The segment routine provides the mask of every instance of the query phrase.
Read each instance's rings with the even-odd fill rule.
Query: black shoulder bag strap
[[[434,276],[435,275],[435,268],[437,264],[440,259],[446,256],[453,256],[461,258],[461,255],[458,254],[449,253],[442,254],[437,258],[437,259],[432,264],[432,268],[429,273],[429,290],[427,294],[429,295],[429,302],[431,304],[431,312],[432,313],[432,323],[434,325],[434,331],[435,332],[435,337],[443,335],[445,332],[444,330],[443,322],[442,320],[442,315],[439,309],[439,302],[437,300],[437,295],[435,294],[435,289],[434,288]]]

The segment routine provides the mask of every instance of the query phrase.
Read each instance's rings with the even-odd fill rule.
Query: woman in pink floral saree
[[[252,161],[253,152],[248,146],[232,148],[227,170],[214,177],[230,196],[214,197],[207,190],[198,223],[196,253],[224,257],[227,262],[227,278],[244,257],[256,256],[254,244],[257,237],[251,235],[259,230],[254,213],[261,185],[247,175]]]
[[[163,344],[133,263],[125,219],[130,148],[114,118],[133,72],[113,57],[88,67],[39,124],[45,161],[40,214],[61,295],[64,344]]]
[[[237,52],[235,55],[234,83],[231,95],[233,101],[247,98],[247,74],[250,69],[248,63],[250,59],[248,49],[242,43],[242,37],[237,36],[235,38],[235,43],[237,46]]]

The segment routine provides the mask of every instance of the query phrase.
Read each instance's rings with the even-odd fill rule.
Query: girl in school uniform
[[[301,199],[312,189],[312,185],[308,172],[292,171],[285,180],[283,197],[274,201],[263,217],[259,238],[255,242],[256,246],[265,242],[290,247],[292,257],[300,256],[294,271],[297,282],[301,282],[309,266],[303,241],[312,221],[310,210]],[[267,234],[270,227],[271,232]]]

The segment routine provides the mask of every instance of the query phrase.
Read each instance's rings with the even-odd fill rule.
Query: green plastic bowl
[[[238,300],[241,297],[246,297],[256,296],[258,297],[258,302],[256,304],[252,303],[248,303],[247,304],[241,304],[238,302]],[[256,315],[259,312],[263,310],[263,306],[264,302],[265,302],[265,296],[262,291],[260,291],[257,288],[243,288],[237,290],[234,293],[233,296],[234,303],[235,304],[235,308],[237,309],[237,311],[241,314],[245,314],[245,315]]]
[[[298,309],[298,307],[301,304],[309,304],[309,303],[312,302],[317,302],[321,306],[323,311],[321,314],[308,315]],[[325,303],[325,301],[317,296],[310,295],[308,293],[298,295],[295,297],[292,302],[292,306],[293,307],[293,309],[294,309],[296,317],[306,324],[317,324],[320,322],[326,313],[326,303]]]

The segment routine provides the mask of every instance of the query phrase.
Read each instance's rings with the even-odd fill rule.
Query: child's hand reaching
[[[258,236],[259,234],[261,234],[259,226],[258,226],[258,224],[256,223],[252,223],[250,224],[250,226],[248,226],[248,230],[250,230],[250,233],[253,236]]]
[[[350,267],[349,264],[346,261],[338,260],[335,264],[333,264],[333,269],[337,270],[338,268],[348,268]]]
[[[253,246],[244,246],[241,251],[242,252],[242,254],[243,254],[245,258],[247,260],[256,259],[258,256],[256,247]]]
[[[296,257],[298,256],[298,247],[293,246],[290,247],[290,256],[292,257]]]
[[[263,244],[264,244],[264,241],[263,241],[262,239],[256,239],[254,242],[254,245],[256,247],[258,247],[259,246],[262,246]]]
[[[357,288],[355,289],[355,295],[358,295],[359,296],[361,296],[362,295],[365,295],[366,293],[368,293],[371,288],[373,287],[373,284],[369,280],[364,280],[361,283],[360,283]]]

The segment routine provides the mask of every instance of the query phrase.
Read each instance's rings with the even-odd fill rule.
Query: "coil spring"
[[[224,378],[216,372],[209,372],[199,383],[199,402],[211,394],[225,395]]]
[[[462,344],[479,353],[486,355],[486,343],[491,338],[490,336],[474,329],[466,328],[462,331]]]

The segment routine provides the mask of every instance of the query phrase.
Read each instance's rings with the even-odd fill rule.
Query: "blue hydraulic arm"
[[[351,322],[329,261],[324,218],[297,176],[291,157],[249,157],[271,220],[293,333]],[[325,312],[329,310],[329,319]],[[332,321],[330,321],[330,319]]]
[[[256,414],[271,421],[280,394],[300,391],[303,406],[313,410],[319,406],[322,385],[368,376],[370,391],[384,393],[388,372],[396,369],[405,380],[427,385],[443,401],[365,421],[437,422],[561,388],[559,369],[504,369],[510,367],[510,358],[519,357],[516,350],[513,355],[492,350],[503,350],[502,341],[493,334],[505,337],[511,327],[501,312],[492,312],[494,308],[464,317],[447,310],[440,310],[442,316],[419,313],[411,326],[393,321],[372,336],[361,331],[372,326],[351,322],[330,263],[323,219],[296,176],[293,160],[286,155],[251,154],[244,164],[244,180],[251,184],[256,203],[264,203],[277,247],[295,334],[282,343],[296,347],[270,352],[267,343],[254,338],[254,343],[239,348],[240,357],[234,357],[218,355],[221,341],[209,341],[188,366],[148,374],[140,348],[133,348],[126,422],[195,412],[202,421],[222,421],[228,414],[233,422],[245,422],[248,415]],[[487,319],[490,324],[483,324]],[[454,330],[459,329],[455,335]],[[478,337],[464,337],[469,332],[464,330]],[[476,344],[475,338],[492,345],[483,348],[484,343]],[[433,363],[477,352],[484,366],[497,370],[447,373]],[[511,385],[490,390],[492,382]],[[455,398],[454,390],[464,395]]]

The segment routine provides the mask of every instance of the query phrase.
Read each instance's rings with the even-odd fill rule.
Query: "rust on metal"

----------------

■ **THE REQUEST**
Can you recast all the items above as one numbered list, dropping the blank lines?

■ **REPLY**
1. The segment routine provides the mask of every instance of the query phrase.
2. Read each instance's rings with the even-odd fill rule.
3. Query: black shoulder bag strap
4. [[[434,276],[435,275],[435,268],[437,264],[440,259],[446,256],[453,256],[461,258],[461,255],[458,254],[449,253],[442,254],[437,258],[437,259],[432,264],[432,268],[429,273],[429,290],[427,294],[429,295],[429,302],[431,304],[431,312],[432,313],[432,323],[434,325],[434,331],[435,332],[435,337],[443,335],[445,332],[444,330],[443,322],[442,320],[442,315],[439,309],[439,302],[437,300],[437,295],[435,294],[435,289],[434,288]]]
5. The segment routine provides the mask of every instance of the query phrase.
6. Read each instance's rings with the even-odd fill rule.
7. Query: woman in pink floral saree
8. [[[252,161],[253,152],[248,146],[232,148],[227,170],[214,177],[230,196],[214,197],[207,190],[198,223],[196,253],[224,257],[227,262],[227,278],[244,257],[256,256],[254,244],[257,237],[251,235],[259,230],[254,213],[261,185],[247,175]]]
9. [[[163,344],[133,263],[125,219],[130,148],[114,118],[133,72],[113,57],[88,67],[39,124],[45,161],[40,214],[61,295],[64,344]]]
10. [[[237,52],[235,55],[234,83],[231,95],[233,101],[247,98],[247,74],[250,69],[248,63],[250,59],[248,49],[242,43],[242,37],[237,36],[235,38],[235,43],[237,46]]]
11. The segment routine provides the mask of every instance of the query phrase.
12. Read each instance's rings with the even-odd fill rule.
13. Query: girl in school uniform
14. [[[301,199],[312,189],[312,185],[308,172],[292,171],[285,180],[283,197],[274,201],[263,217],[259,238],[255,242],[256,246],[265,242],[290,247],[292,257],[300,256],[294,271],[297,282],[301,282],[309,266],[303,241],[312,221],[310,210]],[[267,234],[270,227],[271,232]]]
15. The segment routine provides the mask of every instance of the query phrase.
16. Read each instance's rings with the even-odd fill rule.
17. Query: green plastic bowl
18. [[[238,300],[241,297],[246,297],[256,296],[258,297],[258,302],[256,304],[252,303],[248,303],[247,304],[241,304],[238,302]],[[256,315],[259,312],[263,310],[263,306],[264,302],[265,302],[265,296],[262,291],[260,291],[257,288],[243,288],[237,290],[234,293],[233,296],[234,303],[235,304],[235,308],[237,309],[237,311],[241,314],[245,314],[245,315]]]
19. [[[298,309],[298,307],[301,304],[309,304],[309,303],[312,302],[317,302],[321,306],[323,311],[321,314],[308,315]],[[325,303],[325,301],[317,296],[310,295],[308,293],[298,295],[295,297],[292,302],[292,306],[293,307],[293,309],[294,309],[296,317],[306,324],[317,324],[320,322],[326,313],[326,303]]]
20. The segment routine provides the mask of every instance of the query phrase.
21. Read each instance's rings with the even-odd fill rule.
22. Query: child's hand reaching
23. [[[258,236],[259,234],[261,234],[259,226],[258,226],[258,224],[256,223],[252,223],[250,224],[250,226],[248,226],[248,230],[250,230],[250,233],[253,236]]]
24. [[[350,267],[349,264],[346,261],[338,260],[335,264],[333,264],[333,269],[337,270],[338,268],[348,268]]]
25. [[[253,246],[244,246],[241,251],[242,252],[242,254],[243,254],[245,258],[247,260],[256,259],[258,256],[256,247]]]
26. [[[296,257],[298,256],[298,247],[293,246],[290,247],[290,256],[292,257]]]
27. [[[263,244],[264,244],[264,241],[263,241],[262,239],[256,239],[254,242],[254,245],[256,247],[258,247],[259,246],[262,246]]]
28. [[[357,288],[355,289],[355,295],[358,295],[359,296],[361,296],[362,295],[365,295],[366,293],[368,293],[371,288],[373,287],[373,284],[369,280],[364,280],[361,283],[360,283]]]
29. The segment routine provides the mask of every instance of the query phrase.
30. Read each instance's rings with the even-odd fill rule.
31. Query: "coil spring"
32. [[[224,378],[216,372],[209,372],[199,383],[199,402],[211,394],[225,395]]]
33. [[[462,344],[479,353],[486,355],[486,343],[491,338],[490,336],[474,329],[466,328],[462,331]]]
34. The segment routine provides the mask of every instance of the query phrase.
35. Read each instance's rings with the even-odd fill rule.
36. Query: "blue hydraulic arm"
37. [[[351,322],[329,261],[324,218],[297,176],[291,157],[249,157],[271,220],[293,333]],[[325,312],[329,310],[329,319]],[[332,321],[330,321],[330,319]]]
38. [[[256,414],[271,421],[280,394],[300,391],[303,406],[313,410],[319,406],[322,385],[368,376],[370,391],[384,393],[388,372],[396,369],[405,380],[427,385],[443,401],[365,421],[437,422],[561,388],[559,369],[504,369],[510,367],[510,358],[519,357],[516,350],[513,355],[492,350],[503,350],[502,341],[493,334],[505,337],[511,327],[501,312],[492,312],[494,308],[464,317],[447,310],[440,310],[442,316],[419,313],[411,326],[393,321],[372,336],[361,331],[372,326],[351,322],[330,263],[323,219],[296,176],[293,160],[286,155],[251,154],[244,164],[244,180],[251,184],[256,203],[264,203],[277,247],[295,334],[282,343],[296,347],[270,352],[267,343],[254,338],[254,343],[239,348],[240,357],[234,357],[218,355],[221,341],[209,341],[188,366],[148,374],[140,348],[133,348],[126,422],[195,412],[202,421],[222,421],[228,414],[233,422],[245,422],[248,415]],[[487,319],[490,324],[483,324]],[[454,330],[459,329],[455,335]],[[478,337],[464,337],[469,332],[464,330]],[[476,344],[475,338],[492,345],[483,348],[484,343]],[[433,363],[477,352],[484,366],[497,370],[447,373]],[[511,385],[490,390],[492,382]],[[455,398],[454,390],[464,395]]]
39. The segment routine provides the mask of every instance of the query phrase.
40. Read each instance's rings with the even-odd fill rule.
41. Query: "rust on metal"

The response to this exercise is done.